STATED TASK:
Could you show, copied in full, each line of the records below that contains the word "lawn"?

┌─ DATA ROWS

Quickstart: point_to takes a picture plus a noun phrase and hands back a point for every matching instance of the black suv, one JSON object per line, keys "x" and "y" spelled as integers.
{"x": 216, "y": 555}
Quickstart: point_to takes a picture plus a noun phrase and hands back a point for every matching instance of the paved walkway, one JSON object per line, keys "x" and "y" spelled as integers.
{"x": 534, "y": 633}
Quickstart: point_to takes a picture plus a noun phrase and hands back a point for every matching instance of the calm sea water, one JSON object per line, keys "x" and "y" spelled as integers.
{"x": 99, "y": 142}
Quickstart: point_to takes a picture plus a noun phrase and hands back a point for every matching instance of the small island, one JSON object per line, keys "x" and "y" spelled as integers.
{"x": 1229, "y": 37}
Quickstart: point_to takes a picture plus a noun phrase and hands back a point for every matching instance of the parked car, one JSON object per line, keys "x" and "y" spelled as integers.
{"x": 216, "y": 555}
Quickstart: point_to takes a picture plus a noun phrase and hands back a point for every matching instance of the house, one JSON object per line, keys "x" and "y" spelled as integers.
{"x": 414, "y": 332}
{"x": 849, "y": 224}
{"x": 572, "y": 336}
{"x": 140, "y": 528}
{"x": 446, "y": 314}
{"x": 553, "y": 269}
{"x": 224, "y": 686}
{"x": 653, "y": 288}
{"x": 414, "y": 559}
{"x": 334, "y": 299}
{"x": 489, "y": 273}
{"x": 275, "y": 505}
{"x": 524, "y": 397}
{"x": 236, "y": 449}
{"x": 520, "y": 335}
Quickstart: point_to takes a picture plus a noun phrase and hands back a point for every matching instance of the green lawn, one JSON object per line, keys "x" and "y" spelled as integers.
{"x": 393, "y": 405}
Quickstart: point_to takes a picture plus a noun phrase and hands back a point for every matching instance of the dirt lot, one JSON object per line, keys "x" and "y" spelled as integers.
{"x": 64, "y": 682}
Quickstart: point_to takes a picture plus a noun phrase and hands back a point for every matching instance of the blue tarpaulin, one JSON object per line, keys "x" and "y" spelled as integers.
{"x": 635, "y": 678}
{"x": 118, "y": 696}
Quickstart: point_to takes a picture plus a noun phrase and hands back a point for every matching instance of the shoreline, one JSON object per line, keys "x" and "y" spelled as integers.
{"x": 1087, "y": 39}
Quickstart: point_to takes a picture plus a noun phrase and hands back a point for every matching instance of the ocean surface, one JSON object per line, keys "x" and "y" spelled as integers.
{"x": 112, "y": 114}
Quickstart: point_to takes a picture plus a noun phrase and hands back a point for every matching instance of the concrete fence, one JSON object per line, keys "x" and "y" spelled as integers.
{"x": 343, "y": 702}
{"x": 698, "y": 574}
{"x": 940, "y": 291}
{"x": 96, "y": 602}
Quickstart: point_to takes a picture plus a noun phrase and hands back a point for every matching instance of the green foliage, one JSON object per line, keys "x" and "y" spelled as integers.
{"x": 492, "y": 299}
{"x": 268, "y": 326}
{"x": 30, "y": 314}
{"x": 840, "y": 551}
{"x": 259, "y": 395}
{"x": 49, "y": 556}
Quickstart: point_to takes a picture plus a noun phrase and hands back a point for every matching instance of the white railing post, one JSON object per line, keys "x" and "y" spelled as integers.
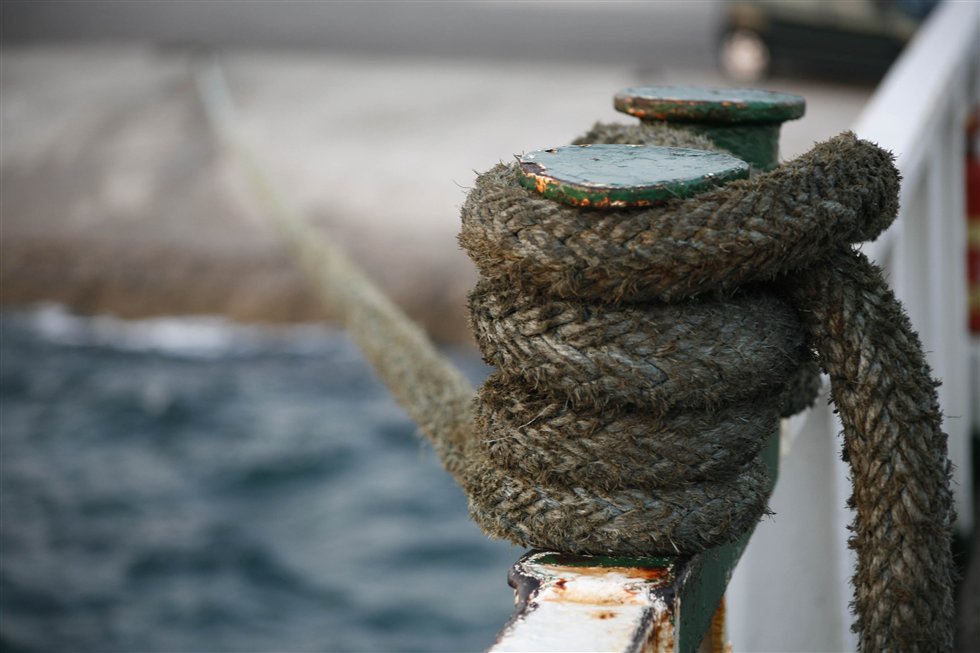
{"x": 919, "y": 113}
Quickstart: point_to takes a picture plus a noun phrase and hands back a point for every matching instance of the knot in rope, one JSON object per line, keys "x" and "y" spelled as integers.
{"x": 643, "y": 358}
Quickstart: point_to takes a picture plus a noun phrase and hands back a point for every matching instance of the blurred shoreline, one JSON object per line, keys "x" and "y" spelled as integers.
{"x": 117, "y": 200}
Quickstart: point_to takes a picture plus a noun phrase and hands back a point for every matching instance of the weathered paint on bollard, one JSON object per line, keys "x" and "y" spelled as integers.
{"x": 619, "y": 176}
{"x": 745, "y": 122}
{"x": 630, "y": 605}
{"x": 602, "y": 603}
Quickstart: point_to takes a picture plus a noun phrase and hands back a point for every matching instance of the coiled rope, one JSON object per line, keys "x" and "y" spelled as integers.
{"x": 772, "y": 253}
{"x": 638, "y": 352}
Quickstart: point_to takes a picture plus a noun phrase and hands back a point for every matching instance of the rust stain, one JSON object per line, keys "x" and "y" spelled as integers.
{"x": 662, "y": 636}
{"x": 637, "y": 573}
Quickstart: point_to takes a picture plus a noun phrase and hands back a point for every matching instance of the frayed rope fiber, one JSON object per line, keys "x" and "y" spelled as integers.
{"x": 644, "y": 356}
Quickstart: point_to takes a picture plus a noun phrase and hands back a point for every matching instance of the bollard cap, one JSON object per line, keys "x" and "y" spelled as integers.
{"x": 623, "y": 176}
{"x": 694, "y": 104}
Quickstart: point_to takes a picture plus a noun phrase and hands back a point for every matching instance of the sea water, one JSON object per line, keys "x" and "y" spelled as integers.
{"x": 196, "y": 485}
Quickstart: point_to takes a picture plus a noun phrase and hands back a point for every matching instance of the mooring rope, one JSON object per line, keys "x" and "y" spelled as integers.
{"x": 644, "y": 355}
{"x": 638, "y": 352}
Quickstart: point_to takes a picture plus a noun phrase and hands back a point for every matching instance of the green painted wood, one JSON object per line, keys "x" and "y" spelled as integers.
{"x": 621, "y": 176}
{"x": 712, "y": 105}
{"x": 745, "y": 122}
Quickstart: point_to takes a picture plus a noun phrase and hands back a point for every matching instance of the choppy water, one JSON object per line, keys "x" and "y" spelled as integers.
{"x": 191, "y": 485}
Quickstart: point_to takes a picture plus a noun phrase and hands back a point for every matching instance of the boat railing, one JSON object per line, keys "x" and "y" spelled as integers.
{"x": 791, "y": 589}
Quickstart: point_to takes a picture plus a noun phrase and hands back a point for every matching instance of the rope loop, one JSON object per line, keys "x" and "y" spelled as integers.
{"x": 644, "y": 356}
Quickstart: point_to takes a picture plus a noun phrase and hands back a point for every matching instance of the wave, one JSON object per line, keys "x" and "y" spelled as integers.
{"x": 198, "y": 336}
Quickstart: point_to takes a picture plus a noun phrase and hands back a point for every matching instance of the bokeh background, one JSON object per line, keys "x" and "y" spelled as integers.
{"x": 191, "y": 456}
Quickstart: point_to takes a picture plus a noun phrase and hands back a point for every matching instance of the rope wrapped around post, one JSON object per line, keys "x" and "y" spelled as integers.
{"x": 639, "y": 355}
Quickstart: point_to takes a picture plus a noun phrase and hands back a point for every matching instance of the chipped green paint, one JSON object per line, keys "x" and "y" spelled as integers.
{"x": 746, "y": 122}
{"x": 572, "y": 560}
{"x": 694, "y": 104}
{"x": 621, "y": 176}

└─
┌─ DATA ROWS

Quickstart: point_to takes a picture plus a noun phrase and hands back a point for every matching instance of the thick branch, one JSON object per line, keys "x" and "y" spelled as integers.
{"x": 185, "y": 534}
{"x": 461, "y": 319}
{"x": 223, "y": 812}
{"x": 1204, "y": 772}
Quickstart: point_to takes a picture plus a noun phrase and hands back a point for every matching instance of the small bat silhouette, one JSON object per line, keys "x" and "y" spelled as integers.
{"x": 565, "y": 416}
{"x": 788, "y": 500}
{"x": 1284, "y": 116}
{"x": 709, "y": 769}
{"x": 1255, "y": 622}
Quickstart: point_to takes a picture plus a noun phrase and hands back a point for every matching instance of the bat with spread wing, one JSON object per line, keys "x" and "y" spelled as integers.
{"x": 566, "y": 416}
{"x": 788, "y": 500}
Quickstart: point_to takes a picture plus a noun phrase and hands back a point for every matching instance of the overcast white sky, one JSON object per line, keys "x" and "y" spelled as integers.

└─

TASK ANSWER:
Quickstart: point_to takes a picture plus a noun phrase and hands back a point for every matching instance of the green lawn, one JSON object per line, keys "x" and "y" spelled as integers.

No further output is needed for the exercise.